> _WHAT TO PRODUCE_: From the records below, copy each line that has the word "instance" in it.

> _THE INPUT_:
* * * * * * *

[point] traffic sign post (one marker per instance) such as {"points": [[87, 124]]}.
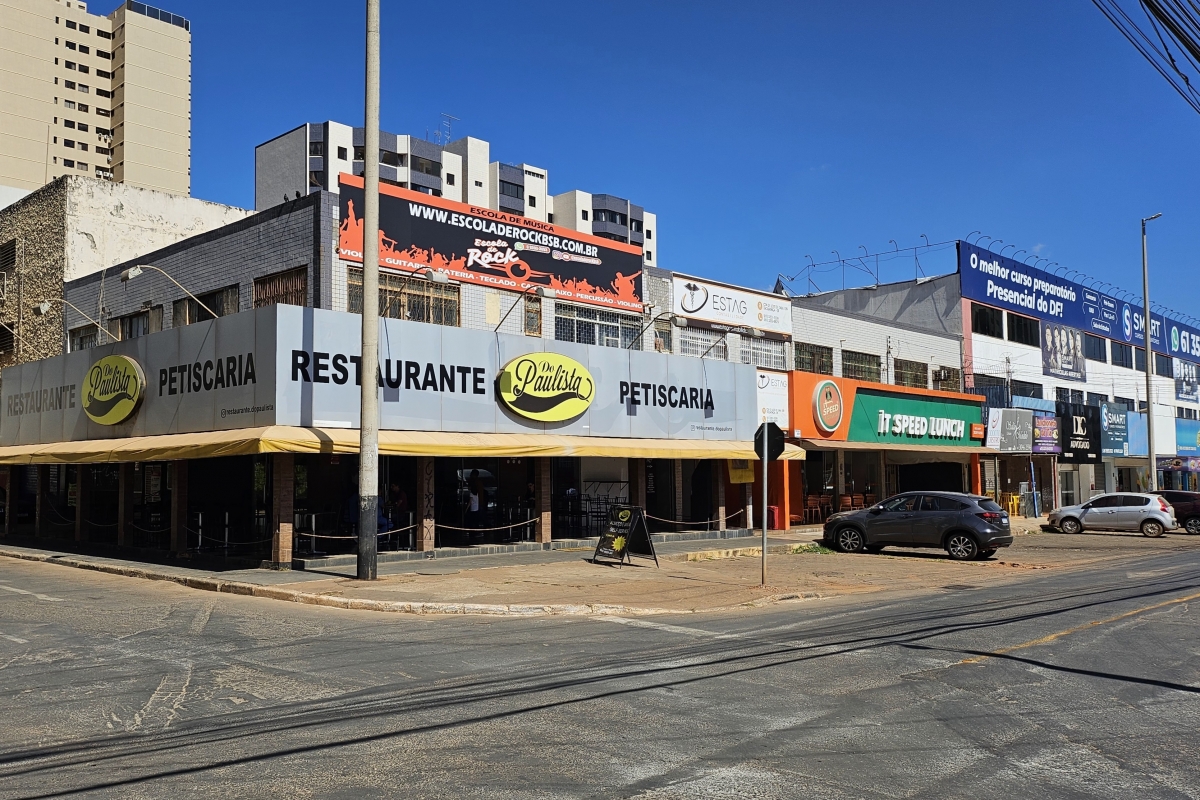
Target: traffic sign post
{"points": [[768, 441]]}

* * * * * * *

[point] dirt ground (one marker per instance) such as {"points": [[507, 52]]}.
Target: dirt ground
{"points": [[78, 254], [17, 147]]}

* * * * * * *

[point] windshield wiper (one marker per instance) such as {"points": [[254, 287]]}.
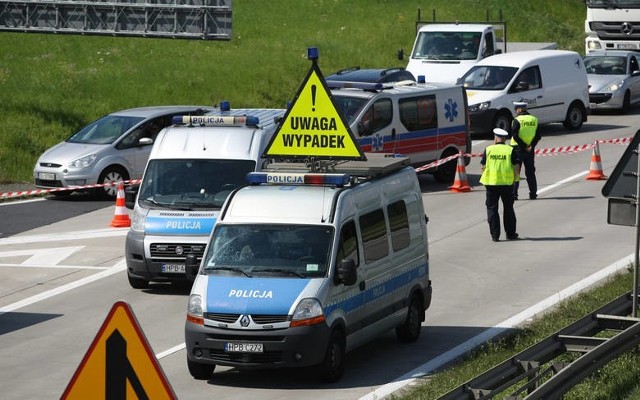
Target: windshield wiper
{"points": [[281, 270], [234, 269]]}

* * * * * * *

> _RESPONSE AREA_:
[point] traffic sign post (one marker per instance) such as {"points": [[87, 124]]}.
[point] dirt ground (one marker per instance) such as {"points": [[507, 52]]}.
[point] windshield wiper (one marker per instance) such as {"points": [[254, 287]]}.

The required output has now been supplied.